#### [Task description]
Extract every line in the entries below that contains the word "helmet".

Dataset entries:
## BEGIN
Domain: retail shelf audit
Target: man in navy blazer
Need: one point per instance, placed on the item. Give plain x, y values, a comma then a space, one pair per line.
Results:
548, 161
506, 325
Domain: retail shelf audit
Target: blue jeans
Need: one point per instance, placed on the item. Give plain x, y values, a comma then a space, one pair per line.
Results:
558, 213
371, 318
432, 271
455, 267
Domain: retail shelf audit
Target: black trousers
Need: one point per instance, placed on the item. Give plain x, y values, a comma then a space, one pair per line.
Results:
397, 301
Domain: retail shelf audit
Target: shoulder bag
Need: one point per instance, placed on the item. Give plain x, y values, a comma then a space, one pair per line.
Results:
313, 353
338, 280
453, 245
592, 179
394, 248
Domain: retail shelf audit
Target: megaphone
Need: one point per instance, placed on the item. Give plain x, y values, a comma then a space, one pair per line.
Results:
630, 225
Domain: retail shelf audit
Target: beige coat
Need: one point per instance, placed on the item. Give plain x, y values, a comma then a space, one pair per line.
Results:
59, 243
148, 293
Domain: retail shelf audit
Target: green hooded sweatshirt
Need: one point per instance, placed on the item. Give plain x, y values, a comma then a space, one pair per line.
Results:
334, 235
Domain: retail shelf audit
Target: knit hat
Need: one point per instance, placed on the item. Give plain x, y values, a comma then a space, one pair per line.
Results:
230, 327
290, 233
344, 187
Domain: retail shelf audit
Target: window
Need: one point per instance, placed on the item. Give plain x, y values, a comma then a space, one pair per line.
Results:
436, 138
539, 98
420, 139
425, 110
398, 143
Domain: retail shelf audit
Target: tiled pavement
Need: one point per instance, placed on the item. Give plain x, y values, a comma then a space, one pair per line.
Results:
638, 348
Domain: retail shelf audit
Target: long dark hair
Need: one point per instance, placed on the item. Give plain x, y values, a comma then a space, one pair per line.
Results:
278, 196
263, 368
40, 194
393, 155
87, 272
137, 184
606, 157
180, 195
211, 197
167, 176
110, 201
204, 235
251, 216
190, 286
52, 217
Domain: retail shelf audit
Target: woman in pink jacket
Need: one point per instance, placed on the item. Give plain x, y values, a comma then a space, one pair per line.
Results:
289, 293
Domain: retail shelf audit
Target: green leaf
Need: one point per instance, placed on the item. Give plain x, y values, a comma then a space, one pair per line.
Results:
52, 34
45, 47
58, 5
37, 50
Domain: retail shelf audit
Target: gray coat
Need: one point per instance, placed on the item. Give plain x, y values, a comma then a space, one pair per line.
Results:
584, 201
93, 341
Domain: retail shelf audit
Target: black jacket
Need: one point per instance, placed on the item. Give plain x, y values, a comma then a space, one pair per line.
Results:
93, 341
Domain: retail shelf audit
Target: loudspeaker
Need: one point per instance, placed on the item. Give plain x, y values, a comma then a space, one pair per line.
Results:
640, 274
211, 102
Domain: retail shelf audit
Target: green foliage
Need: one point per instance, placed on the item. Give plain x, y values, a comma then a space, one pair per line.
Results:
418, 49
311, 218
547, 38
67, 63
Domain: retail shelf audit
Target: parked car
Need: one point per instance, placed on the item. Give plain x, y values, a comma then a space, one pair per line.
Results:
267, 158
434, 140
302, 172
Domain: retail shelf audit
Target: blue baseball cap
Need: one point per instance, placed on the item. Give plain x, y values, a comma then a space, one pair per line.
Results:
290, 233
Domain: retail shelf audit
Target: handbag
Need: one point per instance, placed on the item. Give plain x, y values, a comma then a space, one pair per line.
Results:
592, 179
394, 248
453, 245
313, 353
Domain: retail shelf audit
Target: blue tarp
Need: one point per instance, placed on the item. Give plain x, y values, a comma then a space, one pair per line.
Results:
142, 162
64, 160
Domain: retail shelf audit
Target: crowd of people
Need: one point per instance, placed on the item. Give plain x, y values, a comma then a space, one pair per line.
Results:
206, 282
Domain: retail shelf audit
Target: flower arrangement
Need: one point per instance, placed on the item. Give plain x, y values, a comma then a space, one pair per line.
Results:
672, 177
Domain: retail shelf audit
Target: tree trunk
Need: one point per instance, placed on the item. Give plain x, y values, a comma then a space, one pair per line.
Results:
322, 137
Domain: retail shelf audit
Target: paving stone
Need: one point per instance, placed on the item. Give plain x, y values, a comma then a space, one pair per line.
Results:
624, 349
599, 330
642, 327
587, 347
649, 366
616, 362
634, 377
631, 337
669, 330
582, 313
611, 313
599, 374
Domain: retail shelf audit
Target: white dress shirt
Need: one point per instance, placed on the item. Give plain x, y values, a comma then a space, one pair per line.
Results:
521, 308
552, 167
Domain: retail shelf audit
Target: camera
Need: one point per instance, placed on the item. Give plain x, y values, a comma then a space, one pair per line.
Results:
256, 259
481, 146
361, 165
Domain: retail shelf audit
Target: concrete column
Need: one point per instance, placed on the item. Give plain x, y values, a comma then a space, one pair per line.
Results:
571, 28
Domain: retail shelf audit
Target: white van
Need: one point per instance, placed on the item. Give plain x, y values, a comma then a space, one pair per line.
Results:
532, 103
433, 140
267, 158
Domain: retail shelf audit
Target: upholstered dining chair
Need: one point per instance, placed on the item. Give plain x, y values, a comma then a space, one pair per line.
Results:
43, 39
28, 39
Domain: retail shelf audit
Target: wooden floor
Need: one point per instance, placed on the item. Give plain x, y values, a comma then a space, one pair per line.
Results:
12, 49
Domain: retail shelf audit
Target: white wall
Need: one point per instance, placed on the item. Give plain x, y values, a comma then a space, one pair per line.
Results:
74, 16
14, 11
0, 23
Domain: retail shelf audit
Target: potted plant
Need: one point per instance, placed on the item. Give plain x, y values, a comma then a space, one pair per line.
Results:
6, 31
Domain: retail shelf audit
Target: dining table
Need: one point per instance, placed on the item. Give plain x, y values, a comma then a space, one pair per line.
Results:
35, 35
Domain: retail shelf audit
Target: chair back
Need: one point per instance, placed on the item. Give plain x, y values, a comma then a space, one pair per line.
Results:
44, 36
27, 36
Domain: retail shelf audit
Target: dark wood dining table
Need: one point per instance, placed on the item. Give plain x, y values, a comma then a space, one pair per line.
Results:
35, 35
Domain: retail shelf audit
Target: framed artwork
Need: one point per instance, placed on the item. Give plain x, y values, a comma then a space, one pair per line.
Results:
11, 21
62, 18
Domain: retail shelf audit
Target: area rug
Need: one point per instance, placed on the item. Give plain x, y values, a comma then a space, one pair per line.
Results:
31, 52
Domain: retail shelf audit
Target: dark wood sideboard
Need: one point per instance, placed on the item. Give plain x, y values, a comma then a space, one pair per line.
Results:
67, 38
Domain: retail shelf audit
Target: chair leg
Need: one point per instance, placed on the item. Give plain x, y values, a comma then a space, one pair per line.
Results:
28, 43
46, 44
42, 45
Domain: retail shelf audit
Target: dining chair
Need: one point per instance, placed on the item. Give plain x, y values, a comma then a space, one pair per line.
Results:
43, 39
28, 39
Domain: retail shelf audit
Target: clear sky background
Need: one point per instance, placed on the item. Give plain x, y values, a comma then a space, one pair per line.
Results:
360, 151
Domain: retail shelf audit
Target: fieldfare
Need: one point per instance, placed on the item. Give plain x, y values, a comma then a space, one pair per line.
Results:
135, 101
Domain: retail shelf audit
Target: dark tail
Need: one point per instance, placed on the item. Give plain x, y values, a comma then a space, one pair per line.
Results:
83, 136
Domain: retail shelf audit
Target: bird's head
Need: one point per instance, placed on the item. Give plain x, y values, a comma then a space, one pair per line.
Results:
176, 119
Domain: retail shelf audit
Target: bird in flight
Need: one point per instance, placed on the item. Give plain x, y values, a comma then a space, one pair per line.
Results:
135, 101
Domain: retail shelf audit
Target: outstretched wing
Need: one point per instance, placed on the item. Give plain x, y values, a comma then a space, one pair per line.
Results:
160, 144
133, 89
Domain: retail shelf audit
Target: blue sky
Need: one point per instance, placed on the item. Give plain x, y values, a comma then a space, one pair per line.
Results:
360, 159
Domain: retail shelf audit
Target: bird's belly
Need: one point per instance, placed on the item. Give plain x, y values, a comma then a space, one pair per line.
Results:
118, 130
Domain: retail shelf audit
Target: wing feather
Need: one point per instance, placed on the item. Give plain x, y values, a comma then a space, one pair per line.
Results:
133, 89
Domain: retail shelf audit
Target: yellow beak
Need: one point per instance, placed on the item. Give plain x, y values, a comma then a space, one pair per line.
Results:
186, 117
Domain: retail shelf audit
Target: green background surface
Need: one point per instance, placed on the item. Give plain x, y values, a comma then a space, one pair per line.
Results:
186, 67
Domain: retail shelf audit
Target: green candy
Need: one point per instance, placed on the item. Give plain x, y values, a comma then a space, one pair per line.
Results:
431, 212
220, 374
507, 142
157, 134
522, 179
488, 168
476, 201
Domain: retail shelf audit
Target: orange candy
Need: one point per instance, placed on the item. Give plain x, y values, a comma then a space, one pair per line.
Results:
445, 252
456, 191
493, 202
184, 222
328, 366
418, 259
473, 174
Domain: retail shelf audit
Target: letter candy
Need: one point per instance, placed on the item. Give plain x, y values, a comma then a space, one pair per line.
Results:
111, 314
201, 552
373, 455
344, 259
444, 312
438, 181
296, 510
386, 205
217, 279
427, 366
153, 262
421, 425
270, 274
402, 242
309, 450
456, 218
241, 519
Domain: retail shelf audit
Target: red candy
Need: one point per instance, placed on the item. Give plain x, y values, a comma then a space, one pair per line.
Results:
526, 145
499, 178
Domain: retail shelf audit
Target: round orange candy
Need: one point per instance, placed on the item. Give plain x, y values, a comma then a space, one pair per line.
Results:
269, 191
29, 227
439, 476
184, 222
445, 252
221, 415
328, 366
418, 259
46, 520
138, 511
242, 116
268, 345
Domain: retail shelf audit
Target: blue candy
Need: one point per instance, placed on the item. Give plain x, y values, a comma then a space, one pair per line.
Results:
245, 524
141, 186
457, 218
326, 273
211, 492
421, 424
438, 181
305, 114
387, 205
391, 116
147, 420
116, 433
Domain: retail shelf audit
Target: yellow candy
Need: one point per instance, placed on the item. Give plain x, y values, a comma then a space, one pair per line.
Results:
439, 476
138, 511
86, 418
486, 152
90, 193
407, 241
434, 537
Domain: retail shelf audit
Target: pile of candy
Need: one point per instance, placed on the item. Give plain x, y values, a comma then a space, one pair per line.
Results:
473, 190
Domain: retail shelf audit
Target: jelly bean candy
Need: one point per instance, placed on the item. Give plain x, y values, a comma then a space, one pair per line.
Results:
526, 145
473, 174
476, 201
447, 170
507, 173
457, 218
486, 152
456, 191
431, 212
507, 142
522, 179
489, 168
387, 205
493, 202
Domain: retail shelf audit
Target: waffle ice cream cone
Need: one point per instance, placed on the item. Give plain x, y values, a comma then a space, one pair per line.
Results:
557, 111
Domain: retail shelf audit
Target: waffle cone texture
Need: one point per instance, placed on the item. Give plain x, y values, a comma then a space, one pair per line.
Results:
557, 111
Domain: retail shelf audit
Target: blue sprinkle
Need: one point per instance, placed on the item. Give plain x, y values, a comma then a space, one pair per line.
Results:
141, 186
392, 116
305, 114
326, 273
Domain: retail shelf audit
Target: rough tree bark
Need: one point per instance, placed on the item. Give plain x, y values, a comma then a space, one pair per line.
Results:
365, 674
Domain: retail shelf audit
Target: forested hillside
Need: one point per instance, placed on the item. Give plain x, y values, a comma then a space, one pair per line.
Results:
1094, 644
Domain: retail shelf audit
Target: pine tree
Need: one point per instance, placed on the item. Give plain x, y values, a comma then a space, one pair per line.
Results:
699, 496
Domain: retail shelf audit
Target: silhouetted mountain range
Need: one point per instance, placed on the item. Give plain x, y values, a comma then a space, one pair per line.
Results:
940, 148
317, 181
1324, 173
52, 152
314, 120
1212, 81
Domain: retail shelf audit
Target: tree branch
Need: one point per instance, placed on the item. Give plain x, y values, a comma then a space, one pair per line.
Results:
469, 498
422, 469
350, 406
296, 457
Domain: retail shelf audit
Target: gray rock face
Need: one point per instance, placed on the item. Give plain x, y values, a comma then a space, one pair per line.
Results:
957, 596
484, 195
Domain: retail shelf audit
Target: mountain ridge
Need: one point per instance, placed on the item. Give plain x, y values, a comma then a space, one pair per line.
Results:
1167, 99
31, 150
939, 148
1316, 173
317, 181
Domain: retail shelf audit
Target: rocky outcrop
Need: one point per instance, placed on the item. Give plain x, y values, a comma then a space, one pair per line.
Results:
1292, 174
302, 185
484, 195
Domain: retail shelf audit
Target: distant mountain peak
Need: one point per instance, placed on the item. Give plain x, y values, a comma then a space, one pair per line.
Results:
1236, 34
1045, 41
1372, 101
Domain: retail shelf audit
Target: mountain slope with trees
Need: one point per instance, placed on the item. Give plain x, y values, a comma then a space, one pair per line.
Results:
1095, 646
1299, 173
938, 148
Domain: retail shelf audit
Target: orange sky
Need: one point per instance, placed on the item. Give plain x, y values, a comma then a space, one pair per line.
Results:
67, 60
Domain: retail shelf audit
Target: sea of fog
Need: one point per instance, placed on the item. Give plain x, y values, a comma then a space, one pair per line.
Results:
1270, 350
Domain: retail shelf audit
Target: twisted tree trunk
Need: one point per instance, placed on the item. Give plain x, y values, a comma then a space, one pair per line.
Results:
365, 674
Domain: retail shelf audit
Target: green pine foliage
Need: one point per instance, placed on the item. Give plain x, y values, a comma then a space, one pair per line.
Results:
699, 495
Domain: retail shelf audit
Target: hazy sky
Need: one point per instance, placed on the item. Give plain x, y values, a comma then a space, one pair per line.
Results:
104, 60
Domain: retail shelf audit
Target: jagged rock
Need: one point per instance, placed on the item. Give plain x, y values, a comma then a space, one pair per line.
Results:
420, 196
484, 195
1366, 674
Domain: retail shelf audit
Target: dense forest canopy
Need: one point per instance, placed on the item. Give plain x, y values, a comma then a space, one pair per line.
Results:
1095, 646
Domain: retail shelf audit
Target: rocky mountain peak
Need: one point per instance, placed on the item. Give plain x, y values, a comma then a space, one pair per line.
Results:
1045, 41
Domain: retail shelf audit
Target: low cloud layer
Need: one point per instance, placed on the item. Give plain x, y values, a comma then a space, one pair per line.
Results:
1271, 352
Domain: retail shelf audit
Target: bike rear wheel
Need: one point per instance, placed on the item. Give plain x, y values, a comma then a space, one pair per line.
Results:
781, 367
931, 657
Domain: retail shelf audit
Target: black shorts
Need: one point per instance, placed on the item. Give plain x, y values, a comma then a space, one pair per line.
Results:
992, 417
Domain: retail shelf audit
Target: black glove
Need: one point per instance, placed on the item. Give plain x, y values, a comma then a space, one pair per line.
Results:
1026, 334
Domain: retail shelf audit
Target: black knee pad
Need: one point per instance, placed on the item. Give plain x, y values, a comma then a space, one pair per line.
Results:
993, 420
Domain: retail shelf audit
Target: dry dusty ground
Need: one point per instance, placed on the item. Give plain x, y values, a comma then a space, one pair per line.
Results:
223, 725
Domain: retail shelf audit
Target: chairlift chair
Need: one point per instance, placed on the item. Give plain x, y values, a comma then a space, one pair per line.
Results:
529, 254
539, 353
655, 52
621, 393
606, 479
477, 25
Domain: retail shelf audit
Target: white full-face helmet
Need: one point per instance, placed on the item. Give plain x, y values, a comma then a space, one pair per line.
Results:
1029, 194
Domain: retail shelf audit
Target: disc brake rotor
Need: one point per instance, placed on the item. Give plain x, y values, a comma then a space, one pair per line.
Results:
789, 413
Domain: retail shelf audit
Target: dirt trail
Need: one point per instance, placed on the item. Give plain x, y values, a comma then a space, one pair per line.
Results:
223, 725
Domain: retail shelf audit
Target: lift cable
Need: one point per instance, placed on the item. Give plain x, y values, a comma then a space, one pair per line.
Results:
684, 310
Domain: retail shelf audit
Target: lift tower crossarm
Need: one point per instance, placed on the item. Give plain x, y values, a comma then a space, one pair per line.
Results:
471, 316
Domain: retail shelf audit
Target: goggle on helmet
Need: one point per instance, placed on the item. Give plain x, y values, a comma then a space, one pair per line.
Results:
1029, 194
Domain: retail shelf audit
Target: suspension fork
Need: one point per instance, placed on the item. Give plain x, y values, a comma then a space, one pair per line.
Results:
## END
#### [Written response]
Target: white full-face helmet
Target: goggle on helmet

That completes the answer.